WHAT YOU WILL DO
Turn the records from the line with "[outline] orange leaf" up to and including the line with "12 133 L 18" into a numbered list, skipping any blank lines.

DATASET RECORDS
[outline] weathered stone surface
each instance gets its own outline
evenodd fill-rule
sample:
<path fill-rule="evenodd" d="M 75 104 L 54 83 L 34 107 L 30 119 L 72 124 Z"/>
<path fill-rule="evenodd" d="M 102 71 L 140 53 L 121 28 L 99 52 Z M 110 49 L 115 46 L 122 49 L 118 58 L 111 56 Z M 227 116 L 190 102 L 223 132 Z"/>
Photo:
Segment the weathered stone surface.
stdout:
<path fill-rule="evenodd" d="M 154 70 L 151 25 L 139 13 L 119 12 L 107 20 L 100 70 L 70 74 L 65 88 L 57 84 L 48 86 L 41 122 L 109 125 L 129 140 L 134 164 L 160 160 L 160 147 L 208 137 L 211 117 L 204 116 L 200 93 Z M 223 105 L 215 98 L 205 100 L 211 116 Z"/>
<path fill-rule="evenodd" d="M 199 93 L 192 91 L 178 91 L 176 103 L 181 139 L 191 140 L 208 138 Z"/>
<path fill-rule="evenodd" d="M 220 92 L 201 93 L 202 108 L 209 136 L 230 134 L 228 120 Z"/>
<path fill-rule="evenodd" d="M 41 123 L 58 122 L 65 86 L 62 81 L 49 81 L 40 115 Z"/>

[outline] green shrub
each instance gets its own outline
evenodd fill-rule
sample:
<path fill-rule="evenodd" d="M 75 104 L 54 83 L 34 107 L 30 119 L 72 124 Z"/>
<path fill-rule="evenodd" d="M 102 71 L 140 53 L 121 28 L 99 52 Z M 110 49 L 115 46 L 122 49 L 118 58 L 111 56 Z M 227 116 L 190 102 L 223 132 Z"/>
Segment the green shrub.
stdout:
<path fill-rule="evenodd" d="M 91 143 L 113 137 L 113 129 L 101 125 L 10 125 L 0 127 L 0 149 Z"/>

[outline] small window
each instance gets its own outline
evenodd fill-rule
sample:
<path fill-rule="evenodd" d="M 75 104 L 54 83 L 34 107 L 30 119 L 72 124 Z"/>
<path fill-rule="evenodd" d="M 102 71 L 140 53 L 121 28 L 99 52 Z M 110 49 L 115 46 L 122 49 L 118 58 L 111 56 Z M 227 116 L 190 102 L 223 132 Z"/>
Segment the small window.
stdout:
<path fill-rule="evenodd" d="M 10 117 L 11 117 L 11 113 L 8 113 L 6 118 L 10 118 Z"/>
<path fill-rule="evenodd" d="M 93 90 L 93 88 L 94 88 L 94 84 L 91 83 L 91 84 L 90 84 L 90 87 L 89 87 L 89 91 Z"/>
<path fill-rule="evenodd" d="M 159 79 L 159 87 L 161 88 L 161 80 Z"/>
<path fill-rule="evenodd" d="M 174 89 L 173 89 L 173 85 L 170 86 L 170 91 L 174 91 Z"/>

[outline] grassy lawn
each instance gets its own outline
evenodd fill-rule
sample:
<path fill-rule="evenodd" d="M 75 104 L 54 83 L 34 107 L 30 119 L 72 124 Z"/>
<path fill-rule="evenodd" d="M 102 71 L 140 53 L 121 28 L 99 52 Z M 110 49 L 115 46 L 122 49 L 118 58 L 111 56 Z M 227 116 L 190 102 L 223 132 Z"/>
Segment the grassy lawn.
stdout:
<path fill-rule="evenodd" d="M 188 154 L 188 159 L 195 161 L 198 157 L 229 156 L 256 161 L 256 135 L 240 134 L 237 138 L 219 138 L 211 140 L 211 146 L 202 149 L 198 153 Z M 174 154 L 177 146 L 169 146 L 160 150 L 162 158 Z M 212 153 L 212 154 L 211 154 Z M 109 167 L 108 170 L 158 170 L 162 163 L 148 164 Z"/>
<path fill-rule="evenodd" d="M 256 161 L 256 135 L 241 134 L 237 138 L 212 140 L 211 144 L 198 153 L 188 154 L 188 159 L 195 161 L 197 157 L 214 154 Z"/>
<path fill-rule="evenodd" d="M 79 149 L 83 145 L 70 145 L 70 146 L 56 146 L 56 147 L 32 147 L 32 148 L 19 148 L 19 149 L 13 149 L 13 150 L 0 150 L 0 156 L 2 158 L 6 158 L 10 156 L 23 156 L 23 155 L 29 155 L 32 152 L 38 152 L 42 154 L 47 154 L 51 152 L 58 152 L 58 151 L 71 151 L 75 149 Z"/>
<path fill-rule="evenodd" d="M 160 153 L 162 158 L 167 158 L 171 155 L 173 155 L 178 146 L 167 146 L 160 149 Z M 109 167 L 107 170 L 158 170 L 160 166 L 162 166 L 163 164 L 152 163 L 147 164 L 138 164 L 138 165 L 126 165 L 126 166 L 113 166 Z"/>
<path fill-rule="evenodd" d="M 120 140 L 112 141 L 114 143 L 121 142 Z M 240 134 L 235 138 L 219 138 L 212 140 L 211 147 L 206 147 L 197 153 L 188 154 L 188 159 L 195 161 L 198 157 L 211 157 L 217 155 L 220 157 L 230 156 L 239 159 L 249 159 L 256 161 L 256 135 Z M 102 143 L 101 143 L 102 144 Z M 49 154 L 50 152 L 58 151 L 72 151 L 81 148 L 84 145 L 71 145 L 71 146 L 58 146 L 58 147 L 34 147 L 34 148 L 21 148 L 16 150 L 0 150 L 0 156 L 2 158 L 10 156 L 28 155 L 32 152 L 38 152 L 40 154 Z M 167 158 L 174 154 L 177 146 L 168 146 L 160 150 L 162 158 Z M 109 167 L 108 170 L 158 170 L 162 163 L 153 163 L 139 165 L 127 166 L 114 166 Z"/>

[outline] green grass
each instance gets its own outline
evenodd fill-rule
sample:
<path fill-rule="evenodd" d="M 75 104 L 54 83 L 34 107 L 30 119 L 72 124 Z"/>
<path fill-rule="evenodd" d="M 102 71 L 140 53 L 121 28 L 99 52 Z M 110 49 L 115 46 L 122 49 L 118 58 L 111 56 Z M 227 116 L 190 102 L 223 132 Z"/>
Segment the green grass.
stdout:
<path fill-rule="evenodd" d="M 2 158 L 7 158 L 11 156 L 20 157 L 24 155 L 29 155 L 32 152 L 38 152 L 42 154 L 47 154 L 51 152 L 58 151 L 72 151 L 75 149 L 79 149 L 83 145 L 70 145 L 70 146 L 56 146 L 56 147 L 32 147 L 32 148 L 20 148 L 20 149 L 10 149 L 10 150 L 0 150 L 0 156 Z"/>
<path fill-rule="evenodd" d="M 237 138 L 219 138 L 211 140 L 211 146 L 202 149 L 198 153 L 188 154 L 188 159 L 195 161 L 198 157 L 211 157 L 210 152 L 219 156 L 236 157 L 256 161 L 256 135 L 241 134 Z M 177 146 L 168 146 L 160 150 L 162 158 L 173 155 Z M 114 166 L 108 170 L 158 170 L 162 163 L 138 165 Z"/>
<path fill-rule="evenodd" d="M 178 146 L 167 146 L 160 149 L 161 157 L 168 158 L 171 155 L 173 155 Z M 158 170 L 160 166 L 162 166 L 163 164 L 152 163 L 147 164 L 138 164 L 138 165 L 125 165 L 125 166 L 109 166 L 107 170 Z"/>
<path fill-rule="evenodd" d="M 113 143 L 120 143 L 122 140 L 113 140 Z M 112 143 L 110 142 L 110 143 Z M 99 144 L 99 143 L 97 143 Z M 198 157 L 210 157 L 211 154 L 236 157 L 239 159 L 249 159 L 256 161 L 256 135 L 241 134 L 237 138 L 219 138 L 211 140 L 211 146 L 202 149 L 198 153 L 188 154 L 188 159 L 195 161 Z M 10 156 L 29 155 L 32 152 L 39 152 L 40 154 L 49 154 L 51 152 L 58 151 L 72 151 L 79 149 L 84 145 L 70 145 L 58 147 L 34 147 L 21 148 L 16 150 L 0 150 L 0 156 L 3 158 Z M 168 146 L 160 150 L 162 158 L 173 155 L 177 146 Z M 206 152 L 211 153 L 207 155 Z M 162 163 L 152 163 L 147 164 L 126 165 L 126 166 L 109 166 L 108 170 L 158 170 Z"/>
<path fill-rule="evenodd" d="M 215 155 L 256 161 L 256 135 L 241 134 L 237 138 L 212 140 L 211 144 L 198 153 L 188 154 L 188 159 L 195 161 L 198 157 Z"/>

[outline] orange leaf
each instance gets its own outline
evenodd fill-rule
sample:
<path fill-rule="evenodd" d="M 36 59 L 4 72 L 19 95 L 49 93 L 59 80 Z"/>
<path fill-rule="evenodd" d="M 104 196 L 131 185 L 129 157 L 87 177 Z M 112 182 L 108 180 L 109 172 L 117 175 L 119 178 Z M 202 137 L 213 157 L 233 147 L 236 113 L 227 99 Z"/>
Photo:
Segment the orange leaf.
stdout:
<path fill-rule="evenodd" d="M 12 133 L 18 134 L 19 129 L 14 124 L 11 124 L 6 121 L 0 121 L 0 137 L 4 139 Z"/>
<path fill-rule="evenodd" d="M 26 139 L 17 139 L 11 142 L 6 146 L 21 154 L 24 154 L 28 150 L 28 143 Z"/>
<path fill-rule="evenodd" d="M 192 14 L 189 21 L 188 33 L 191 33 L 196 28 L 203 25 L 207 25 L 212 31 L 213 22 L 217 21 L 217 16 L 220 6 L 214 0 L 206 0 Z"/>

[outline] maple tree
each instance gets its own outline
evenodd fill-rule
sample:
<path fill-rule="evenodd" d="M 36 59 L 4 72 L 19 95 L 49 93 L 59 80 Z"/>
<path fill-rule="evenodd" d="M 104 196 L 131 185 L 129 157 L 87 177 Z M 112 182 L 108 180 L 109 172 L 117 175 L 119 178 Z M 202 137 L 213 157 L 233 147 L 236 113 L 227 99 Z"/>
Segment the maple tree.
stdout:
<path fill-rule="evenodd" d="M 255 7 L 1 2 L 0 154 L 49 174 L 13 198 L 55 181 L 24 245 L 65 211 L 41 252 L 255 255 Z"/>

WRITTEN RESPONSE
1. [outline] orange leaf
2. each instance gets its own outline
3. evenodd fill-rule
4. sample:
5. <path fill-rule="evenodd" d="M 36 59 L 4 72 L 19 95 L 49 93 L 59 80 Z"/>
6. <path fill-rule="evenodd" d="M 104 196 L 131 185 L 129 157 L 87 177 Z M 112 182 L 108 180 L 109 172 L 117 175 L 119 178 Z M 202 137 L 213 157 L 233 147 L 236 113 L 227 99 Z"/>
7. Photo:
8. Segment the orange leaf.
9. stdout:
10. <path fill-rule="evenodd" d="M 12 133 L 18 134 L 19 129 L 14 124 L 11 124 L 6 121 L 0 121 L 0 137 L 4 139 Z"/>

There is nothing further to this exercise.